Dans le texte sur la scène de rue de juin 1975, quel photographe de La Presse a pris la photo ?

» **EXTRAIT DU TEXTE**:
————————

Juin 1975. À l’angle
des rues Elmire et de Bullion le photographe de La Presse Yves
Beauchamp a croqué une de ces scènes typiques de l’époque avec
tout le talent qu’on lui connaît. À l’époque je n’habitais
pas le Plateau mais plutôt Hochelaga-Maisonneuve, par contre cette scène
aurait très bien pu s’y dérouler puisque l’environnement était
assez similaire mis à part peut-être que dans mon vieux quartier on
retrouvait davantage de maisons à trois étages mais pour le reste,
tout est là.
Tiens, il y a ces gamins
sur le coin de la rue dont l’un enfourche son Mustang
avec siège banane, pas de vitesse et freinage en donnant un coup de
pédale par en-arrière. Presque chaque enfant et son chien en avait
un sauf moi où mon bolide était un
motocross Stelber qui faisait l’envie de tous mes
amis. Faut noter l’absence de casque de protection. Ça n’existait
même pas. Les genoux et les coudes barbouillés de mercurochrome par
contre étaient en vogue. C’était presqu’un rite de passage. Un badge.
Au balcon de la maison
sur Elmire y’a deux gars qui se la coulent douce. On pourrait
presqu’entendre jouer de la musique provenant de leur appartement.

————————

» **INFORMATIONS AFFICHÉES**:
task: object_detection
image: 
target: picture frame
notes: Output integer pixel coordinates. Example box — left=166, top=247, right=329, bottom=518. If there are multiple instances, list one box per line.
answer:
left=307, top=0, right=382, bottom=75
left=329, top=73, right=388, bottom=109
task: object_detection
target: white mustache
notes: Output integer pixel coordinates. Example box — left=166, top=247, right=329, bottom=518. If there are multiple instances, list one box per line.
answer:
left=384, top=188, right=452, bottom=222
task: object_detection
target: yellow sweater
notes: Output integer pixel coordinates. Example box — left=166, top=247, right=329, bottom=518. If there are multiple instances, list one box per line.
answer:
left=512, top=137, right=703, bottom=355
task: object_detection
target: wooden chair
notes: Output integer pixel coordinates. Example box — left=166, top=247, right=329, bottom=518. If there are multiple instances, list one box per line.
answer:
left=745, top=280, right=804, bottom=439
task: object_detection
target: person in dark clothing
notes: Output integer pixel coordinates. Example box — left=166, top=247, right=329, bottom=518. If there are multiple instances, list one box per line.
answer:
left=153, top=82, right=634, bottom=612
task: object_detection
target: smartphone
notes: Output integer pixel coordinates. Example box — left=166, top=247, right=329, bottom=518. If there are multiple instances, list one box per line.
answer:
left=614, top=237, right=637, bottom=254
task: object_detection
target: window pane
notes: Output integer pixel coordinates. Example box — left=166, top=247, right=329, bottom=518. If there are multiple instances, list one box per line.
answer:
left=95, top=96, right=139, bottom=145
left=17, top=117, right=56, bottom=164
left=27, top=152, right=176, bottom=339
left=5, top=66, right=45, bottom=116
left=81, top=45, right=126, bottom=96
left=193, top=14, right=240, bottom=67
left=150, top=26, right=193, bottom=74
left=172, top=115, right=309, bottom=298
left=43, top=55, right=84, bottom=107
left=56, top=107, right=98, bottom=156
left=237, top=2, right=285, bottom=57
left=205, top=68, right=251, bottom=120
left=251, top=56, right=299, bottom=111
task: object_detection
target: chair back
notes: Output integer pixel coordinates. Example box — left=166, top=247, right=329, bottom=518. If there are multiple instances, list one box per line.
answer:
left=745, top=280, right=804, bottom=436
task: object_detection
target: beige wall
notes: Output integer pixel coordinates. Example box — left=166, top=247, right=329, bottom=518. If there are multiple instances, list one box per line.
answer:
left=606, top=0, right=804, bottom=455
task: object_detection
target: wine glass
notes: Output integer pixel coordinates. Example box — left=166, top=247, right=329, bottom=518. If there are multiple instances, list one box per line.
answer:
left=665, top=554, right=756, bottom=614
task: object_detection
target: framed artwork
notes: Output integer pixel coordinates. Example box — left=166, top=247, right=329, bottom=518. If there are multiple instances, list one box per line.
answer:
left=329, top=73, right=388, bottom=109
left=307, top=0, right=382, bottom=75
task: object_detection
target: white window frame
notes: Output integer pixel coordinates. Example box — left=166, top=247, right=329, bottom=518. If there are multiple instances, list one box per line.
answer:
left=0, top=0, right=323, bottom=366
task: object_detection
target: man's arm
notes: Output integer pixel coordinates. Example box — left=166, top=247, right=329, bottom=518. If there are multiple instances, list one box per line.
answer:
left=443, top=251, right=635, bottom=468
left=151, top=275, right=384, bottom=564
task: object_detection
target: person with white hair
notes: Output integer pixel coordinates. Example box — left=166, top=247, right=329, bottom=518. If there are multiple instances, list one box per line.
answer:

————————

» **CORRIGÉ**: Yves Beauchamp.